■ **Exercise prompt**
Reproduce, word for word, the lines of the material that begin at the line containing "Where in this photo can the airplane with number 400" and continue through the end of the material, including both the first and last lines.

Point annotation records in the dataset
····················

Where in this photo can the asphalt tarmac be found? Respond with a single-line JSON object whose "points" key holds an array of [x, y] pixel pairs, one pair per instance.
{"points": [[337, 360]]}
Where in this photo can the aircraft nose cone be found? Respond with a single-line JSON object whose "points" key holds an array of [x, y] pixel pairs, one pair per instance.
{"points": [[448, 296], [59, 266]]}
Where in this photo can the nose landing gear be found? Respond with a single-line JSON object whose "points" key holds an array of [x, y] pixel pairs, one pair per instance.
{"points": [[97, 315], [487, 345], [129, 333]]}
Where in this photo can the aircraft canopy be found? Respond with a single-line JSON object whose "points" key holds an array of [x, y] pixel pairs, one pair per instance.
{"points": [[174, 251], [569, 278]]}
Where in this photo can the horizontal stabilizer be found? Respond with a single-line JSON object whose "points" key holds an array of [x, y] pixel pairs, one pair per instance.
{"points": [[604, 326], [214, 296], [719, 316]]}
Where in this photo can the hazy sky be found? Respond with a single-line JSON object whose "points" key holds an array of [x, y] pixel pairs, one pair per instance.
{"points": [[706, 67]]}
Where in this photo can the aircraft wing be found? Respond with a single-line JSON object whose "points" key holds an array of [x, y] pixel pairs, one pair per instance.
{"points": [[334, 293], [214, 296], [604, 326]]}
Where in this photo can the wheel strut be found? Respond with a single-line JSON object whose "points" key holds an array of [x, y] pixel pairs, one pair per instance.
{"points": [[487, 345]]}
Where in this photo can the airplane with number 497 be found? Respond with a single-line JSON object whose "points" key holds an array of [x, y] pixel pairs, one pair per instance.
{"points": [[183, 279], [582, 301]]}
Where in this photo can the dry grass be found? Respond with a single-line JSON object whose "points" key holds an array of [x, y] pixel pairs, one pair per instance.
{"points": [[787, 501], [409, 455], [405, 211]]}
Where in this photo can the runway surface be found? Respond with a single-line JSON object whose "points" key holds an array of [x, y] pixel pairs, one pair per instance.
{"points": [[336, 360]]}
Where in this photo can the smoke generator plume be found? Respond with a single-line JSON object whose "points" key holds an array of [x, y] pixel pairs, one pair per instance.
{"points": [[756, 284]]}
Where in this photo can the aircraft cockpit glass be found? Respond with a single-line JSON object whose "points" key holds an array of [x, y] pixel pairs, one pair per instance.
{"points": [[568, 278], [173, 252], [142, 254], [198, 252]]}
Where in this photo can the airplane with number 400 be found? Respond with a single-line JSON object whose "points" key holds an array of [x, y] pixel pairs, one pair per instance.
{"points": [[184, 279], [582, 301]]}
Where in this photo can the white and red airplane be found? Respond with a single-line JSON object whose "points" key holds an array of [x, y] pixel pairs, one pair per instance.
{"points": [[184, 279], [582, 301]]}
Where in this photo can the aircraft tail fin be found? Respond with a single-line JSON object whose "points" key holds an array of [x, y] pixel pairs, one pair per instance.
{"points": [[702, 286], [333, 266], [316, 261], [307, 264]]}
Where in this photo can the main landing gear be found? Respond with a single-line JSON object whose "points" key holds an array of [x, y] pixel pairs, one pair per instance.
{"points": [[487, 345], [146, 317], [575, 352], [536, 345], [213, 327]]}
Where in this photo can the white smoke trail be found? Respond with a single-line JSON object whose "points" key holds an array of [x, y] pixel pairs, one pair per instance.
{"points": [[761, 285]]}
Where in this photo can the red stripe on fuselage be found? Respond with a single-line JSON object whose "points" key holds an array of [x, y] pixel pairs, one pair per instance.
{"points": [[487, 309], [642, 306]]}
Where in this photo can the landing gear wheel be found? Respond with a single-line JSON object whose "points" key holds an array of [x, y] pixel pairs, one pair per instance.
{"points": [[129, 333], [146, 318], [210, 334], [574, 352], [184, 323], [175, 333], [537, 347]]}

····················

■ **Reply to the exercise**
Where in this photo can the airplane with number 400 be found? Respond with a single-line JSON object whose "points" key holds an array of [x, y] pixel pairs, one pair per instance.
{"points": [[184, 279], [582, 301]]}
Where in this photo can the white and red airplane be found? Respond with a single-line JSON object whose "points" key holds an array of [x, y] pixel pairs, one pair per instance.
{"points": [[184, 279], [582, 301]]}
Where in this photo can the aircraft tail fin be found? Respond with a single-line JSON object whose "points" key holds an array of [x, y] pixel pairs, one pair per instance.
{"points": [[702, 286], [333, 266], [316, 261], [307, 264]]}
Where in this photo can the main landing gear be found? Respond with a single-line JSON object whose "points" key holds an array of [x, y] pixel pairs, one pair per instance.
{"points": [[487, 345], [146, 317], [575, 352], [536, 345], [213, 327]]}
Where in this photo can the white smoke trail be found? Respond with a single-line JSON object whose "points" key holds an array of [x, y] pixel pairs, one pair per instance.
{"points": [[761, 285]]}
Where in this photo can the red stripe on fuselage be found? Respond with a single-line JSON object whose "points" key holds an array of [x, y] pixel pairs, one pair per instance.
{"points": [[487, 309], [642, 306]]}
Where in this photo can the landing gear wheel be found? Respond with a single-line JSON object whose "points" key holds an array of [x, y] pixel pairs, one pair per instance.
{"points": [[129, 333], [146, 318], [210, 334], [574, 352], [184, 323], [175, 333], [537, 347]]}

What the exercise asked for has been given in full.